Texto para análise
----------------

Quando terminou de falar, deitou no meu colo e ficou ali desfalecida, como alguém que anda dormindo sem ter sono. É sabido que, como Dostoiévski já dissera, a coisa de dar movimento à vida, para muitos consiste na finalidade do próprio movimento em si, até desprezando um pouco o objetivo final das investidas. O problema dela é que já se cansou do corredor, antes mesmo de chegar ao quarto. Sendo assim, desistiu até do quarto, com a cama macia e o ar-condicionado; dormiu no chão da sala mesmo, nem deitou no sofá. Agora vejam os senhores que lêem este texto e até mesmo o senhor, Dostoiévki, que muito respeito e daria tudo por uma leve semelhança e que, também, se estiver com algum tempo vago, deve estar com os cinco dedos nas longas barbas, em alguma dimensão não tão distante, dando uma olhada neste inconseqüente que aqui escreve e que tem como maior inspiração a própria ignorância; veja: Quando acariciei os cabelos dela, já com o corpo todo mole e influenciado, disse, apenas, algo como:

- É Verônica, entendo o que você me fala. Na verdade, sinto-me, muitas vezes, exatamente assim. Passei muito tempo pensando, planejando, almejando, idealizando e, agora, justo nesta hora – que é a vida -, não quero atravessar a rua e comer no Pigalle, não quero morar ali no Sofitel, não quero tirar a roupa e pular na água... Minha maior pretensão nessa vida, ao menos para o momento, é acariciar seus cabelos até sentirmos sono e então irmos para nossa cama, onde poderemos, sem culpa, tirar estes casacos.

De súbito os olhos dela energizaram, ela me agarrou, me deitou no banco e começou a beijar-me loucamente e, no fim das contas, nós tiramos os casacos ali mesmo. Descobrimos que nem pra tudo na vida temos preguiça, mas que esta é mesmo a mãe de todos os vícios; amém.

31 comentários:

Jozieli disse...

Ah Igor, você me cativa com tantos elogios!!! O engraçado é que os mesmos cabem a ti perfeitamente, de verdade!!!
Adorei o texto (pra variar!), as citações de Dostoiévski, muito sábias. Gostei do uso delas pra tentar passar uma mensagem que veio em seguida no corpo do texto (pelo menos eu absorvi isso).

----------------

Conjunto de dados
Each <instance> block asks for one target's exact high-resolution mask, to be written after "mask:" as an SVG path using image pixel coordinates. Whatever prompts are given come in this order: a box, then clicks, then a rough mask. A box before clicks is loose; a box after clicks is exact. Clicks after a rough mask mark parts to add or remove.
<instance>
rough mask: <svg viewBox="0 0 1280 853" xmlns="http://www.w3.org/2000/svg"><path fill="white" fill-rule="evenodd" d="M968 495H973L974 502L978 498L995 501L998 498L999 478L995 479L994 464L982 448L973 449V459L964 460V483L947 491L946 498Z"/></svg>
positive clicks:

----------------

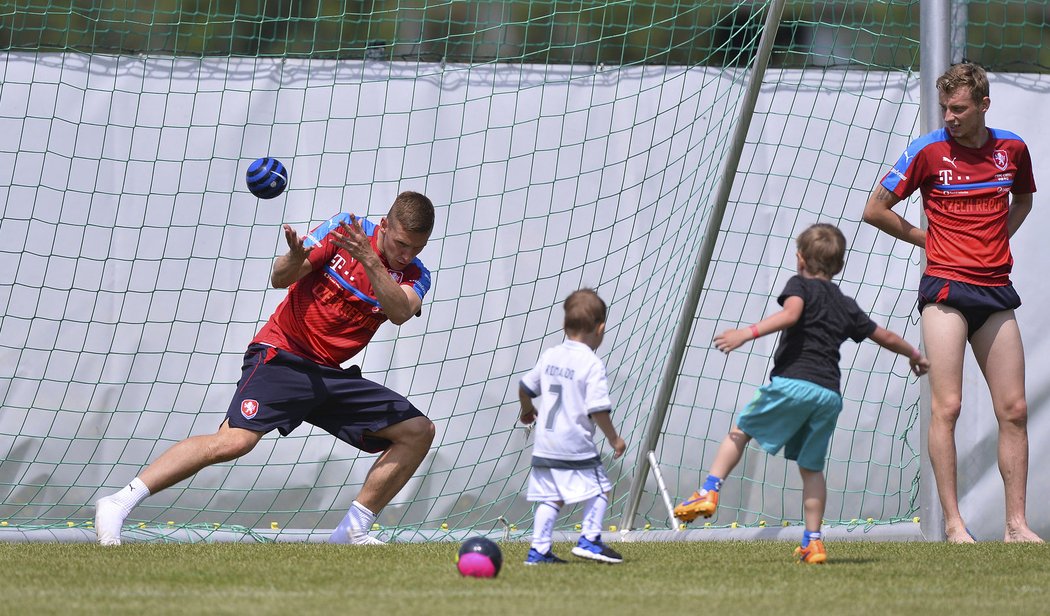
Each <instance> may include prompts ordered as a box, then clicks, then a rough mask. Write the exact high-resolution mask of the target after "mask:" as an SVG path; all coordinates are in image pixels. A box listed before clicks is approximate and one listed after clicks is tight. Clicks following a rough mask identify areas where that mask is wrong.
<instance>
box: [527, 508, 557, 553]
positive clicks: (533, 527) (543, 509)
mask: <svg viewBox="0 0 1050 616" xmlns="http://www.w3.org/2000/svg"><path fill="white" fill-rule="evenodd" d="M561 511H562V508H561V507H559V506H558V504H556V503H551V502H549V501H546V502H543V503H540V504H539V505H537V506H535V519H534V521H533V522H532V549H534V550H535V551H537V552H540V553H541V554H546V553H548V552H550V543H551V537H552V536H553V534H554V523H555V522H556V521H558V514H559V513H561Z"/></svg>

----------------

Exercício A
No texto para análise, em que restaurante se diz que não há vontade de comer?
Exercício B
Prossiga com o texto para análise a partir do ponto em que ele termina.

Resposta do exercício A
No Pigalle.

Resposta do exercício B
Além do mais que eu me vi na sua Verônica, principalmente depois em que ela suspira e solta o tal desabafo - "estou assim com preguiça de viver".
Enfim, parabéns querido, continue assim ;D

beijo escritoooor ;*

Jozieli disse...

ah, corrigindo ali quando falo das citações do Dostoiévski... Sábias sim, mas eu diria também "víscerais!!"
apkskpasapsksaaps ;D

Mariana disse...

caral********

vc escreve muito bem... me prendo aqui.. e num solto mais!!

Adorei mto bom;...

A preguiça é complicada... queria ter folga dela agora... dificil...

beijos

Paulo Henrique "McKagan™" Bodanese Bonan disse...

obrigado!

aprecio muito suas postagens, sempre leio varias vezes ateh cansar...

parabens...

abraço

Cyndy disse...

1. meu vicio eh ler esse blog! xD

2. as vezes ficamos com preguiça de viver mesmo.. nos entregamos a vida.. e ficamos ali.. esperando acontecer alguma coisa... mas o caso é que se a gnt não se mexer.. ah... a vida desiste da gente! eu não quero que isso aconteça cmg.. nunca!!!!!

Abraços!

*Raíssa disse...

Às vezes dá preguiça da vida mesmo. É tudo complicado demais, se indigna a ser fácil! Nada! É foda.

Mas, como você quis dizer (eu acho), temos preguiça só para o que consideramos prejudicial ou inútil; para o que nos dá prazer, não existe preguiça!

Ótimas as citações do Dostoiévski!

Beijos

Anônimo disse...

tah eu sei q isso eh meio idiota...mas assim que li o trecho do "notas do subsolo" eu num pude me conter e fazer um comentario antes de ler seu texto! po eu amo esse livro é tipo ....sei lah meu livro de cabeceira jah li tantas vezes q perdi a conta!!!

Dostoievsck é o mestre dos mestres!

Anônimo disse...

sim quanto ao seu texto...achu q vc jah disse tudo mesmo e eu num tenho nada a acrescentar...

só me resta dizer que ... meu, me delicio do que vc escreve de verdade!

Anônimo disse...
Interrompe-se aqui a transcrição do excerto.